++++ Data provided

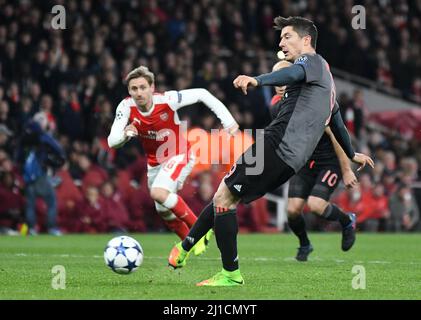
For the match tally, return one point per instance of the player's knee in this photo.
(317, 205)
(159, 195)
(295, 207)
(223, 198)
(293, 211)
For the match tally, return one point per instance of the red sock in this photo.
(178, 226)
(183, 212)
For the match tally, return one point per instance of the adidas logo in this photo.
(238, 187)
(190, 239)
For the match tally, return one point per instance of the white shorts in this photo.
(171, 174)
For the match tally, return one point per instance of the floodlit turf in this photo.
(392, 265)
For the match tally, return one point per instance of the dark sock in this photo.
(333, 213)
(298, 226)
(202, 225)
(226, 230)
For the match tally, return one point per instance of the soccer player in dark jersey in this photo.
(316, 181)
(279, 152)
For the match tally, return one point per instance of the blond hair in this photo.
(141, 72)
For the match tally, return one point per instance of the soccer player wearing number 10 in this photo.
(288, 143)
(317, 180)
(153, 119)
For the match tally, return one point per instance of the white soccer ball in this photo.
(123, 254)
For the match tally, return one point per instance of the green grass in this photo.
(392, 263)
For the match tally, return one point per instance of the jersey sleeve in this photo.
(116, 137)
(312, 65)
(179, 99)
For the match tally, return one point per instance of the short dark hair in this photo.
(141, 72)
(304, 27)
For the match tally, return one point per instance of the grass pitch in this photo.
(392, 264)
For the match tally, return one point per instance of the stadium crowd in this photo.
(72, 80)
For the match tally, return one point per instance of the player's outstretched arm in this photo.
(282, 77)
(191, 96)
(119, 133)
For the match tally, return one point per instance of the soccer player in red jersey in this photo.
(153, 119)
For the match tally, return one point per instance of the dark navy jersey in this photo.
(324, 149)
(306, 110)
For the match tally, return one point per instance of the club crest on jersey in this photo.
(164, 116)
(301, 60)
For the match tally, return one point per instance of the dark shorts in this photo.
(247, 182)
(317, 178)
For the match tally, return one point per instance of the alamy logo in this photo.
(238, 187)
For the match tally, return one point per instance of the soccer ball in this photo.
(123, 255)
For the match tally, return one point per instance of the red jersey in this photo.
(159, 129)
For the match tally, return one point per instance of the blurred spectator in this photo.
(404, 212)
(117, 215)
(41, 151)
(11, 204)
(90, 216)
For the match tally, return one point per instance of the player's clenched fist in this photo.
(130, 131)
(243, 82)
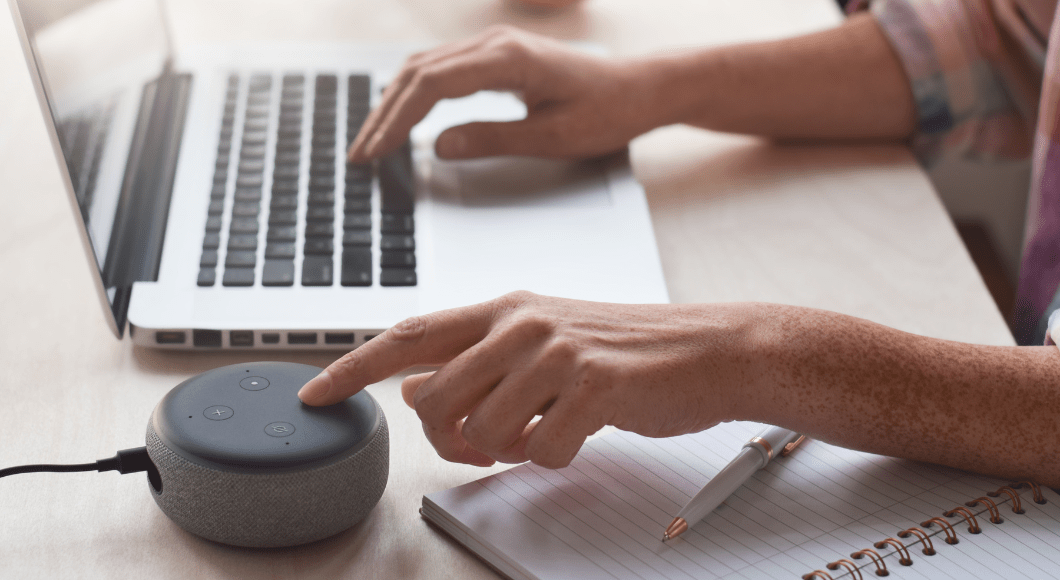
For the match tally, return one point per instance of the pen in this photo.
(753, 457)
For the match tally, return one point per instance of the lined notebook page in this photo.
(603, 515)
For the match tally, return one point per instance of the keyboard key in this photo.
(255, 125)
(248, 194)
(282, 217)
(244, 225)
(357, 206)
(395, 181)
(209, 259)
(357, 238)
(286, 158)
(284, 201)
(285, 233)
(358, 172)
(245, 209)
(320, 229)
(323, 140)
(356, 267)
(241, 259)
(239, 277)
(292, 104)
(321, 198)
(242, 242)
(278, 273)
(323, 156)
(251, 165)
(280, 249)
(254, 137)
(322, 183)
(285, 187)
(317, 270)
(394, 242)
(358, 189)
(290, 134)
(249, 181)
(398, 260)
(324, 168)
(257, 152)
(320, 213)
(396, 224)
(318, 246)
(398, 277)
(357, 222)
(285, 172)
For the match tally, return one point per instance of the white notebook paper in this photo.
(603, 515)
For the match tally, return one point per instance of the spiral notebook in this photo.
(820, 512)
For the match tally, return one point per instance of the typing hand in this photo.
(657, 370)
(578, 105)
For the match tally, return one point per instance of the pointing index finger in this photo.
(429, 339)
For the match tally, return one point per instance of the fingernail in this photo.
(451, 144)
(370, 148)
(315, 389)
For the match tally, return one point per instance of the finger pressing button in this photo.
(218, 412)
(279, 428)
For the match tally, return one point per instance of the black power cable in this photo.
(133, 460)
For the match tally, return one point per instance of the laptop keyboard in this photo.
(319, 225)
(83, 138)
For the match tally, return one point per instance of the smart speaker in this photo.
(242, 461)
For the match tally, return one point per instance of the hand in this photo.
(656, 370)
(578, 105)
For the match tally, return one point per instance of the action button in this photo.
(253, 383)
(279, 428)
(218, 412)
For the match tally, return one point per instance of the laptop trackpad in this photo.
(522, 182)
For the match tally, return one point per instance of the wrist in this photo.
(678, 87)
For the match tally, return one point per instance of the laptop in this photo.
(215, 204)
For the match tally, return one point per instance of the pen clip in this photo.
(791, 446)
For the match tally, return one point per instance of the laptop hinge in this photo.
(136, 241)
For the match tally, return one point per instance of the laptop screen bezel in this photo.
(116, 305)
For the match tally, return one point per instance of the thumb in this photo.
(489, 139)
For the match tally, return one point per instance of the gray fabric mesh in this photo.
(271, 510)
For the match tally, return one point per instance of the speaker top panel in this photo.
(249, 417)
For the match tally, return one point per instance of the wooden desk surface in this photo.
(855, 229)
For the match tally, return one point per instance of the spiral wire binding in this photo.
(973, 525)
(924, 540)
(994, 512)
(951, 534)
(903, 554)
(905, 558)
(881, 567)
(1017, 504)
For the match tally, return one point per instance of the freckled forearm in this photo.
(860, 385)
(844, 83)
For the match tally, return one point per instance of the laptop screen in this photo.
(92, 58)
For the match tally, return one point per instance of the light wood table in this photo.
(855, 229)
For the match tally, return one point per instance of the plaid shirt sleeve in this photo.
(955, 60)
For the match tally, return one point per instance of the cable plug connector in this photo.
(134, 460)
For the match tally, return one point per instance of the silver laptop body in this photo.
(161, 153)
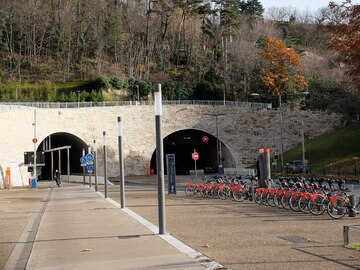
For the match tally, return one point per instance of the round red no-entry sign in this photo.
(205, 139)
(195, 155)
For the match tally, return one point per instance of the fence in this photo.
(64, 105)
(338, 170)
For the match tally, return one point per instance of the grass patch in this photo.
(355, 246)
(340, 147)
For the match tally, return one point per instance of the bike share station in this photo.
(264, 173)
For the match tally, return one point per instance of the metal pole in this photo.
(217, 142)
(281, 135)
(35, 172)
(105, 172)
(95, 166)
(121, 164)
(68, 159)
(83, 152)
(52, 159)
(224, 97)
(138, 94)
(59, 163)
(195, 165)
(303, 145)
(89, 151)
(160, 159)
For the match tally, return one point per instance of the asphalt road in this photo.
(246, 235)
(237, 235)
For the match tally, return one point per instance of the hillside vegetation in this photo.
(340, 147)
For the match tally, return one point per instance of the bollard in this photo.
(352, 211)
(346, 235)
(251, 192)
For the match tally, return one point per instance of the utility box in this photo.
(33, 183)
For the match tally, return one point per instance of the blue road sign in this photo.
(82, 160)
(90, 168)
(171, 172)
(89, 157)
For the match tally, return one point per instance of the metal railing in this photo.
(64, 105)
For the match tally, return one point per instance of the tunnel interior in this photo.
(59, 140)
(183, 143)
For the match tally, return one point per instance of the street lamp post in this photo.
(281, 135)
(121, 165)
(303, 145)
(138, 93)
(160, 159)
(218, 143)
(34, 141)
(78, 92)
(281, 125)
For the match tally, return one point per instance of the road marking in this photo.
(197, 256)
(20, 255)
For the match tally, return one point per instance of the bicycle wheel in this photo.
(270, 199)
(317, 206)
(293, 203)
(223, 193)
(263, 198)
(277, 201)
(190, 190)
(302, 204)
(238, 195)
(257, 198)
(337, 209)
(285, 202)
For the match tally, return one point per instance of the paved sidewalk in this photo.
(75, 228)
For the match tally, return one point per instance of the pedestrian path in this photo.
(76, 228)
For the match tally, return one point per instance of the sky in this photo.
(312, 5)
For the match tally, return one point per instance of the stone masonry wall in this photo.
(242, 130)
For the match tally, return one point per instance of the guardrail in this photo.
(64, 105)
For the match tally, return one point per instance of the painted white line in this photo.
(197, 256)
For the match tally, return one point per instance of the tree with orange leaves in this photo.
(281, 64)
(345, 38)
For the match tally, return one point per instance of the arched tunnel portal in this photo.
(58, 140)
(183, 143)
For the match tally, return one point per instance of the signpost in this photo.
(87, 163)
(195, 157)
(171, 172)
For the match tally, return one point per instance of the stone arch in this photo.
(60, 139)
(183, 142)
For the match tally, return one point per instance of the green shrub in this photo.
(102, 83)
(117, 83)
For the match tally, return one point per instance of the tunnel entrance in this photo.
(183, 143)
(61, 139)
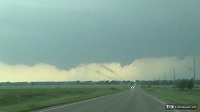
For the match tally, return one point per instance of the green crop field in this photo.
(27, 98)
(176, 96)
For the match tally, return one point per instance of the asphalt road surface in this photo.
(132, 100)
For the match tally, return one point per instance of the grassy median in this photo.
(176, 96)
(27, 98)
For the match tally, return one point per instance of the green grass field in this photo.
(27, 98)
(169, 95)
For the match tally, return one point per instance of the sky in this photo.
(98, 39)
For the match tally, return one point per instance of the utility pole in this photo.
(194, 71)
(174, 78)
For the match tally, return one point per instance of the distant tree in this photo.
(182, 84)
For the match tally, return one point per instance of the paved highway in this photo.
(132, 100)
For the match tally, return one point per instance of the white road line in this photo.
(159, 100)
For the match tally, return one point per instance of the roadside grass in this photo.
(169, 95)
(29, 98)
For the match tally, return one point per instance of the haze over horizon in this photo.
(98, 39)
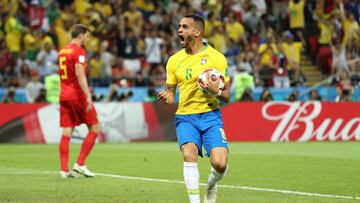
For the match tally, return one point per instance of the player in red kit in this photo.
(76, 106)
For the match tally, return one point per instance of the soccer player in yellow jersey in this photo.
(198, 118)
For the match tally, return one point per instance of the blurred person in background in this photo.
(41, 98)
(9, 96)
(33, 87)
(47, 60)
(52, 87)
(134, 19)
(292, 50)
(127, 47)
(266, 52)
(314, 95)
(297, 77)
(242, 81)
(294, 96)
(344, 87)
(234, 29)
(96, 66)
(14, 30)
(153, 49)
(24, 75)
(266, 95)
(280, 63)
(297, 23)
(252, 22)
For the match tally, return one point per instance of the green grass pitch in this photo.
(29, 173)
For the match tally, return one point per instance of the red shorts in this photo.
(73, 113)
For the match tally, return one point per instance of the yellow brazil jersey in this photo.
(183, 70)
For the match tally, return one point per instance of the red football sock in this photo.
(64, 152)
(86, 147)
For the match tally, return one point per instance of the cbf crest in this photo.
(203, 61)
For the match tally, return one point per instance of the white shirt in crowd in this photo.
(32, 90)
(153, 49)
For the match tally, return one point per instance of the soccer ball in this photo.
(212, 74)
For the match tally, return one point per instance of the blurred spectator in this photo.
(115, 96)
(266, 95)
(338, 54)
(292, 50)
(24, 75)
(103, 7)
(134, 19)
(217, 39)
(107, 59)
(47, 60)
(234, 29)
(35, 13)
(153, 46)
(210, 23)
(141, 80)
(21, 60)
(5, 56)
(41, 98)
(242, 81)
(52, 87)
(33, 87)
(31, 44)
(157, 76)
(157, 18)
(314, 95)
(247, 95)
(252, 21)
(296, 11)
(344, 87)
(9, 96)
(128, 50)
(266, 52)
(96, 66)
(294, 96)
(13, 30)
(297, 77)
(260, 4)
(118, 70)
(280, 63)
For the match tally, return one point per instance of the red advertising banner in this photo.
(292, 121)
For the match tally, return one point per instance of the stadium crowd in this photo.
(131, 41)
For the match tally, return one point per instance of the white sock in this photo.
(191, 177)
(214, 176)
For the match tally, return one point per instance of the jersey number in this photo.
(188, 73)
(63, 76)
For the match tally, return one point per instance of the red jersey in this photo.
(68, 57)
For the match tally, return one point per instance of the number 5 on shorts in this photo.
(63, 75)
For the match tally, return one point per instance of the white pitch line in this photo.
(235, 187)
(202, 184)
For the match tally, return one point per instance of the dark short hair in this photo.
(79, 29)
(197, 19)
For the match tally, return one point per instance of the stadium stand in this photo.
(132, 40)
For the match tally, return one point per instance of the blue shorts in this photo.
(201, 129)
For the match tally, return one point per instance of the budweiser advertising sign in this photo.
(292, 121)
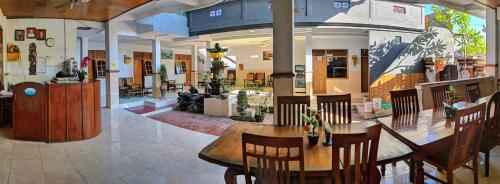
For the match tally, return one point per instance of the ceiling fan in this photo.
(70, 4)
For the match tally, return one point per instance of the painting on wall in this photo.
(31, 32)
(267, 55)
(19, 35)
(167, 54)
(41, 34)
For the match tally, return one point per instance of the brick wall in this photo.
(381, 87)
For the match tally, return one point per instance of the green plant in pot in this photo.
(312, 123)
(242, 102)
(449, 109)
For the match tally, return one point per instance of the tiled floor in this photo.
(135, 149)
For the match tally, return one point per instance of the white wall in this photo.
(64, 34)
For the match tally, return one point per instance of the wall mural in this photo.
(32, 59)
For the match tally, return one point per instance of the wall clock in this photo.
(50, 42)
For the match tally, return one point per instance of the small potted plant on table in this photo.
(312, 123)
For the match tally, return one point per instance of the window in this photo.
(148, 68)
(180, 67)
(100, 68)
(337, 64)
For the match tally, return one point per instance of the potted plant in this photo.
(163, 79)
(242, 101)
(449, 109)
(312, 123)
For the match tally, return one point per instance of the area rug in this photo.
(199, 122)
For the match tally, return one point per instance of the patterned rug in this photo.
(199, 122)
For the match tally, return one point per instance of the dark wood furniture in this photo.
(226, 150)
(57, 112)
(426, 132)
(364, 168)
(468, 127)
(273, 157)
(291, 108)
(335, 109)
(30, 112)
(473, 91)
(440, 95)
(404, 102)
(491, 130)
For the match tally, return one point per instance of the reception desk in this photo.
(487, 87)
(57, 112)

++++++++

Given exercise ▸ Each line from the one containing "pitch line in this photo." through the last line of the listing is to be given again exactly, with no pictures and no other lines.

Solution for this problem ▸
For the match tally, return one point per instance of the white pitch line in this photo.
(235, 187)
(202, 184)
For the match tally, return one point per instance of the dark short hair in this photo.
(79, 29)
(197, 19)
For the match tally, return one point per instance of the stadium stand in this photo.
(132, 40)
For the match tally, return one point per instance of the blue shorts in this photo.
(201, 129)
For the match tally, return one point per instance of the budweiser advertising sign in this photo.
(292, 121)
For the match tally, return one point per instance of the ceiling fan in this photo.
(70, 4)
For the match tally, return one point per instance of the painting on wall in this photo.
(31, 32)
(267, 55)
(19, 35)
(167, 54)
(41, 34)
For the match tally, return one point per instance of the brick wall in this photo.
(381, 87)
For the match tally, return one point per instance of the green plant in pot in this photo.
(312, 123)
(242, 102)
(449, 109)
For the match tally, return one point per instance of the tiled floor in this photo.
(135, 149)
For the match tally, return one point per instance of the white wall in this photo.
(64, 34)
For the match tally, return one point per instance of the wall mural in this photo.
(32, 59)
For the match tally, return one point per instance of the wall clock in this photo.
(50, 42)
For the match tally, return one point per instance of the small potted plant on table in this photo.
(312, 123)
For the match tally, return one point per instance of the window in this photo.
(148, 68)
(180, 67)
(100, 68)
(337, 64)
For the match tally, return one point per instance of the potted plant in this photo.
(163, 79)
(242, 101)
(449, 109)
(312, 123)
For the match tally, return one point per instance of the area rug in this photo.
(199, 122)
For the match tally, return one point per instance of the patterned rug in this photo.
(199, 122)
For the match tally, return one point per instance of the dark wood furniture in this photo.
(226, 150)
(57, 112)
(426, 132)
(364, 168)
(468, 127)
(273, 157)
(291, 108)
(335, 109)
(30, 112)
(473, 91)
(440, 95)
(404, 102)
(491, 130)
For the match tally, return one point per instance of the reception desk in this photo.
(487, 87)
(57, 112)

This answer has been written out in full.